PROBLEM TO WORK ON:
With the pictures excluded, retype the records that follow exactly.

Records from a dataset:
▬▬▬▬▬▬
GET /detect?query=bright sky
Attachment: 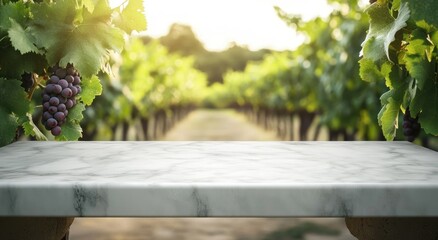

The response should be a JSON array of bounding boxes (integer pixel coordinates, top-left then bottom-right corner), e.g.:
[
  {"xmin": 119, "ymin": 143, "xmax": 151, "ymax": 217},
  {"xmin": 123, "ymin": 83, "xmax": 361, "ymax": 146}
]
[{"xmin": 142, "ymin": 0, "xmax": 334, "ymax": 51}]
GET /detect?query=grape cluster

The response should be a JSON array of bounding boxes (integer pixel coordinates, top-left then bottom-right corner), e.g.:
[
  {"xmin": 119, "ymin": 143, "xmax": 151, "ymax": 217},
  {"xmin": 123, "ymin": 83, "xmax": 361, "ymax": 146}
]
[
  {"xmin": 42, "ymin": 64, "xmax": 81, "ymax": 136},
  {"xmin": 21, "ymin": 72, "xmax": 34, "ymax": 91},
  {"xmin": 403, "ymin": 108, "xmax": 421, "ymax": 142}
]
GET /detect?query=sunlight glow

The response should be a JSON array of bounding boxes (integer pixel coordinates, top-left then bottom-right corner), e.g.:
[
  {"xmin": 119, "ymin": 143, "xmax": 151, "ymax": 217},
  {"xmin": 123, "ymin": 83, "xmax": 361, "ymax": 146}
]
[
  {"xmin": 113, "ymin": 0, "xmax": 335, "ymax": 51},
  {"xmin": 144, "ymin": 0, "xmax": 334, "ymax": 51}
]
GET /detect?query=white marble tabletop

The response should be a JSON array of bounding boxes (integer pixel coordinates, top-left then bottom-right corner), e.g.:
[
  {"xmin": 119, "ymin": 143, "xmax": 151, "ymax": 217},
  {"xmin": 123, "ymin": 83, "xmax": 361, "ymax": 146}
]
[{"xmin": 0, "ymin": 141, "xmax": 437, "ymax": 217}]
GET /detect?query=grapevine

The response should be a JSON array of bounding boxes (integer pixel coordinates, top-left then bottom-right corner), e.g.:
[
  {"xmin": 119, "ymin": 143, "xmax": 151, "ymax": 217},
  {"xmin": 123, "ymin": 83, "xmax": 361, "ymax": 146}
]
[
  {"xmin": 360, "ymin": 0, "xmax": 438, "ymax": 140},
  {"xmin": 403, "ymin": 108, "xmax": 421, "ymax": 142},
  {"xmin": 0, "ymin": 0, "xmax": 147, "ymax": 146}
]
▬▬▬▬▬▬
EXERCISE RESPONSE:
GET /detect?query=bright sky
Attachment: 

The response should be a JSON array of bounding boxes (integer pixel coordinates, top-left then bottom-right corner), e.g.:
[
  {"xmin": 119, "ymin": 143, "xmax": 151, "ymax": 217},
  {"xmin": 123, "ymin": 83, "xmax": 361, "ymax": 146}
]
[{"xmin": 142, "ymin": 0, "xmax": 334, "ymax": 51}]
GET /detect?query=grape cluster

The response should be a JSON array of bounding boxes (integer pixel coordinates, top-left then bottom-right corner), e.g.:
[
  {"xmin": 119, "ymin": 143, "xmax": 151, "ymax": 217},
  {"xmin": 123, "ymin": 83, "xmax": 361, "ymax": 146}
]
[
  {"xmin": 42, "ymin": 64, "xmax": 81, "ymax": 136},
  {"xmin": 21, "ymin": 72, "xmax": 34, "ymax": 91},
  {"xmin": 403, "ymin": 108, "xmax": 421, "ymax": 142}
]
GET /detect?query=sunlight glow

The response should be a JSON array of bounding boxes (integer pixel coordinates, top-left then bottom-right corner), e.g.:
[
  {"xmin": 119, "ymin": 143, "xmax": 151, "ymax": 217},
  {"xmin": 123, "ymin": 83, "xmax": 361, "ymax": 146}
]
[
  {"xmin": 113, "ymin": 0, "xmax": 335, "ymax": 51},
  {"xmin": 144, "ymin": 0, "xmax": 334, "ymax": 51}
]
GET /detect?query=white marble tabletop

The response should be a JSON array of bounding boxes (integer pixel coordinates, top-left then bottom-right corner), e.g.:
[
  {"xmin": 119, "ymin": 143, "xmax": 151, "ymax": 217},
  {"xmin": 123, "ymin": 83, "xmax": 361, "ymax": 146}
]
[{"xmin": 0, "ymin": 141, "xmax": 437, "ymax": 217}]
GET /detect?query=grapevine

The response should be a JSON array of bounding boxes (integer pixel coordinates, top-left then bottom-right corner), e.g.:
[
  {"xmin": 119, "ymin": 143, "xmax": 151, "ymax": 217},
  {"xmin": 123, "ymin": 83, "xmax": 361, "ymax": 146}
]
[
  {"xmin": 360, "ymin": 0, "xmax": 438, "ymax": 140},
  {"xmin": 403, "ymin": 108, "xmax": 421, "ymax": 142},
  {"xmin": 0, "ymin": 0, "xmax": 147, "ymax": 146}
]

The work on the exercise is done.